• **FRAGMENTO MOSTRADO**:
- - -

Al respecto valen las palabras
de Carlos Estévez: “en términos
mayoritarios [los usuarios de internet] adquieren
información mecánicamente, desconectada de la realidad diaria, tienden a
dedicar el mínimo esfuerzo al estudio, necesario para la promoción, adoptan una
actitud pasiva frente al conocimiento, tienen dificultades para manejar
conceptos abstractos, no pueden establecer relaciones que articulen teoría y
práctica”.[2]
“¡No piense, mire la pantalla!” Así podría resumirse
la tendencia cultural moderna, de la que internet es principal tributario,
junto con la televisión. Según una investigación de la empresa de encuestas
Gallup, nada sospechosa de posiciones críticas precisamente, el 85% de lo que
“sabe” un adulto urbano término medio proviene de los mensajes asimilados en la
televisión. ¿Realmente sabe? La imagen atrapa, tiene un valor propio: fascina.

- - -

(Datos de localización con un punto por instancia)
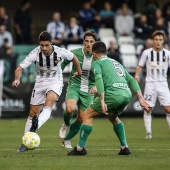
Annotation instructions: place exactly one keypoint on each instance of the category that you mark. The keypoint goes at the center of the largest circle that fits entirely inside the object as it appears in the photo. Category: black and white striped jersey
(157, 64)
(47, 67)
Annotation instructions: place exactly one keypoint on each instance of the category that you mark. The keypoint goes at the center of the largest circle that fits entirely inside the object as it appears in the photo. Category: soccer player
(49, 80)
(78, 89)
(111, 80)
(157, 60)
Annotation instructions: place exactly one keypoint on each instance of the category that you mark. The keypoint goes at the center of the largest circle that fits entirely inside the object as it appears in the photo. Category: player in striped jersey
(78, 89)
(49, 80)
(157, 61)
(112, 82)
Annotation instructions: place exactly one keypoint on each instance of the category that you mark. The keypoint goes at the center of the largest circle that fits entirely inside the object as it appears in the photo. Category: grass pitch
(102, 147)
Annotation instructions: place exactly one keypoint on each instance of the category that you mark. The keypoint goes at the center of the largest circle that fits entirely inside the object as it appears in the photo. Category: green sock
(74, 129)
(67, 118)
(85, 131)
(120, 132)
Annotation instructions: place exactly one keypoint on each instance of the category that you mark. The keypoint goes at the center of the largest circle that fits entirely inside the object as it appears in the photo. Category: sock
(44, 116)
(74, 129)
(168, 119)
(120, 132)
(67, 118)
(147, 121)
(85, 131)
(28, 124)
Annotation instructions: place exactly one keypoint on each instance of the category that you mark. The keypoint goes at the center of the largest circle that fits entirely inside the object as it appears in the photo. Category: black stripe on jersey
(164, 58)
(55, 58)
(40, 59)
(157, 58)
(152, 55)
(48, 61)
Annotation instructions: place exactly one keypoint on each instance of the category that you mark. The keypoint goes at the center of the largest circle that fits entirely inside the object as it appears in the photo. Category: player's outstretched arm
(18, 73)
(93, 90)
(77, 66)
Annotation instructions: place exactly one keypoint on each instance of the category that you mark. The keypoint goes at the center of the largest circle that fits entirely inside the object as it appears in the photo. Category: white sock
(147, 121)
(168, 119)
(28, 124)
(44, 116)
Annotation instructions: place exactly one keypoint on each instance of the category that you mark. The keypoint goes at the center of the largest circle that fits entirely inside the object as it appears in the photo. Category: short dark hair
(158, 32)
(99, 47)
(90, 33)
(45, 36)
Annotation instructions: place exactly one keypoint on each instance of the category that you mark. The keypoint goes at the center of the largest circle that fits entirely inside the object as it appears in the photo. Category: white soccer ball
(31, 140)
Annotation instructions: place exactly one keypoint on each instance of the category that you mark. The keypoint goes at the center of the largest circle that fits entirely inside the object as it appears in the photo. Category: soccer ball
(31, 140)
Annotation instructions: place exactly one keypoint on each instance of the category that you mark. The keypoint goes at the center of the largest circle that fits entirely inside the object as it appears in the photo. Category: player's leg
(45, 114)
(72, 96)
(119, 129)
(74, 129)
(85, 131)
(30, 125)
(167, 111)
(150, 95)
(164, 99)
(84, 101)
(68, 114)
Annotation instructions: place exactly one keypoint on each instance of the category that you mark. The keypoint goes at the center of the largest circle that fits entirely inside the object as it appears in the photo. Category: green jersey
(86, 81)
(113, 77)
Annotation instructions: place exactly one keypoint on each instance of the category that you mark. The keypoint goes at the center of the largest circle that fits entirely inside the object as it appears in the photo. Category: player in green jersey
(78, 89)
(111, 80)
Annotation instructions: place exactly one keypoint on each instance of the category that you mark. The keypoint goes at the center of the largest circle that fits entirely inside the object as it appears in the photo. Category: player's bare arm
(18, 73)
(137, 73)
(77, 66)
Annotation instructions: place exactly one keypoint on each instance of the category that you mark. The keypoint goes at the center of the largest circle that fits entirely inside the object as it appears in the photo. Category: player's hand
(93, 90)
(145, 106)
(137, 78)
(104, 107)
(15, 83)
(76, 74)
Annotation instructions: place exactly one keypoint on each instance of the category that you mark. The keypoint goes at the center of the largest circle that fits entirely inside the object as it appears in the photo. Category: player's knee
(70, 110)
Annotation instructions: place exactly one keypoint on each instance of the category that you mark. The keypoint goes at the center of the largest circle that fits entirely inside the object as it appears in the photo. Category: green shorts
(115, 102)
(83, 99)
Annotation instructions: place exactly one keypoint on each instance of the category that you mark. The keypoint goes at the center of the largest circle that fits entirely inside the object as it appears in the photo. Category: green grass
(102, 146)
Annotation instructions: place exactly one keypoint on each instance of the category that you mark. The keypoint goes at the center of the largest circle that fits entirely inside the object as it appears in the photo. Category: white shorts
(154, 90)
(41, 89)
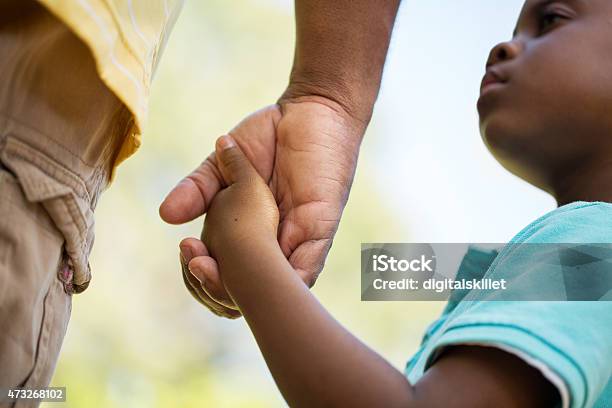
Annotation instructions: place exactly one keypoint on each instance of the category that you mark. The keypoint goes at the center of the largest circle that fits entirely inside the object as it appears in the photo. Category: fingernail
(197, 273)
(186, 253)
(225, 142)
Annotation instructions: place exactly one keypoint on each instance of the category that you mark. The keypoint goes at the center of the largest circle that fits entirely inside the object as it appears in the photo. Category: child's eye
(549, 19)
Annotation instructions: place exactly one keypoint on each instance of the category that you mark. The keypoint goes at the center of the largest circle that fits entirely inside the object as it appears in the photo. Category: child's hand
(242, 220)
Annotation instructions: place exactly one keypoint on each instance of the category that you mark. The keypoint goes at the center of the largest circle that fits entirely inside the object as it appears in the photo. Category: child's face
(552, 110)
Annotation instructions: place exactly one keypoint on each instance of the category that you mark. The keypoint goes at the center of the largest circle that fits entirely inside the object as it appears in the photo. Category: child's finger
(206, 270)
(195, 288)
(232, 162)
(192, 247)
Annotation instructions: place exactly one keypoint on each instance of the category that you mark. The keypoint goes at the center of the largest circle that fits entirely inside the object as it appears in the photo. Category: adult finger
(192, 195)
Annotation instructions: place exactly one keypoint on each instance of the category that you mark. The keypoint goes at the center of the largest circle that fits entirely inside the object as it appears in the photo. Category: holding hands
(304, 151)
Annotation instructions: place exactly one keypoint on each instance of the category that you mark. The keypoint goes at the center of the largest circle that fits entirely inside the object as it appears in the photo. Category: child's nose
(504, 51)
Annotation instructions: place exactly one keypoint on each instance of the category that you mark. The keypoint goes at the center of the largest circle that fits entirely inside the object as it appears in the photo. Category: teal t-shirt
(570, 342)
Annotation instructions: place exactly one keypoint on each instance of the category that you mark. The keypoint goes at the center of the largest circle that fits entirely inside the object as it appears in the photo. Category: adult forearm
(341, 47)
(313, 359)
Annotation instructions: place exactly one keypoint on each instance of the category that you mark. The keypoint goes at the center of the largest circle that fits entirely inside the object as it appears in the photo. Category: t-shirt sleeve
(558, 319)
(569, 342)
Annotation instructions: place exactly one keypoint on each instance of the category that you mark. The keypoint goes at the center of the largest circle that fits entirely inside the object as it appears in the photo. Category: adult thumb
(232, 162)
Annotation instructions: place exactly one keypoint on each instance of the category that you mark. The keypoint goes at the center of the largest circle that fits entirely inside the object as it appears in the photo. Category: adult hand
(306, 149)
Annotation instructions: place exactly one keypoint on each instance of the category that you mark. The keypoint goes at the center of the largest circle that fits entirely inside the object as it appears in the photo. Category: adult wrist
(352, 100)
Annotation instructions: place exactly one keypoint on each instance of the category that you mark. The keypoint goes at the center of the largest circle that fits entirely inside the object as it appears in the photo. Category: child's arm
(313, 359)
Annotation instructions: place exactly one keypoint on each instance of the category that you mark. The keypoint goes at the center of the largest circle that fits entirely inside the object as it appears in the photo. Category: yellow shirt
(126, 38)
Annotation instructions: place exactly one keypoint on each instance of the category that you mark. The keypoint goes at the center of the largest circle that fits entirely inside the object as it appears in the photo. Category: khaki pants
(60, 131)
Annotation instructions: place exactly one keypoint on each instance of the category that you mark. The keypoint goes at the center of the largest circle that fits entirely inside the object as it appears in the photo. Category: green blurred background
(137, 338)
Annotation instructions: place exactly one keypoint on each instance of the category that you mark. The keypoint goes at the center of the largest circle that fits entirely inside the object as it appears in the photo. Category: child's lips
(490, 80)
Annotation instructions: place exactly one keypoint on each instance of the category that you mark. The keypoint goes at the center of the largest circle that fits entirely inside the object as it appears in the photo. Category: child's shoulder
(576, 222)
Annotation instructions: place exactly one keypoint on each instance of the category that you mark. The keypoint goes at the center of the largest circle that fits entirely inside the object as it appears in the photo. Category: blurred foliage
(137, 338)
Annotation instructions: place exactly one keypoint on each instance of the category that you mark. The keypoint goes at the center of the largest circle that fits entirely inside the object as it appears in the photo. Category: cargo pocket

- - -

• **TAREAS Y EJERCICIOS**:
A. Enumere todos los rasgos que, según la cita de Carlos Estévez en el fragmento mostrado, caracterizan mayoritariamente a los usuarios de internet.
B. Conteste estas preguntas a partir del fragmento mostrado:
(i) ¿De quién son las palabras citadas al comienzo?
(ii) ¿Qué empresa de encuestas realizó la investigación mencionada?
(iii) ¿Qué porcentaje de lo que "sabe" un adulto urbano término medio proviene, según esa investigación, de los mensajes asimilados en la televisión?
C. Prosiga el texto sobre internet, la televisión y la fascinación de la imagen a partir de la oración "La imagen atrapa, tiene un valor propio: fascina.", manteniendo su tono y su argumento.

• **RESPUESTAS POR ÍTEM**:
A.
- Adquieren información mecánicamente, desconectada de la realidad diaria.
- Tienden a dedicar el mínimo esfuerzo al estudio, necesario para la promoción.
- Adoptan una actitud pasiva frente al conocimiento.
- Tienen dificultades para manejar conceptos abstractos.
- No pueden establecer relaciones que articulen teoría y práctica.

B.
(i) De Carlos Estévez.
(ii) Gallup.
(iii) El 85%.

C.
La actual cultura cibernética, nada distinta a la televisiva, obliga a
perpetuarse horas y horas ante una pantalla (de la computadora o de un teléfono
móvil con acceso a internet, o de las tablets).
Así como los insectos caen en la luz que los subyuga, así los humanos
sucumbimos a las pantallas de las “máquinas vendedoras de sueños”. Esto nos
lleva preguntar: ¿estamos condenados a vivir siempre con un nivel de ilusión?
¿Por qué es más fácil dejarse invadir por las imágenes atractivas que
desarrollar una lectura analítica? ¿Por qué gusta destinar tanto tiempo a la
“recreación” simple que nos ofrecen las pantallas? Y nadie, absolutamente nadie
podría decir que en internet no se ha desarrollado ya una fabulosa cultura del
“copia y pega” que va marcando nuestro cotidiano modo de hacer.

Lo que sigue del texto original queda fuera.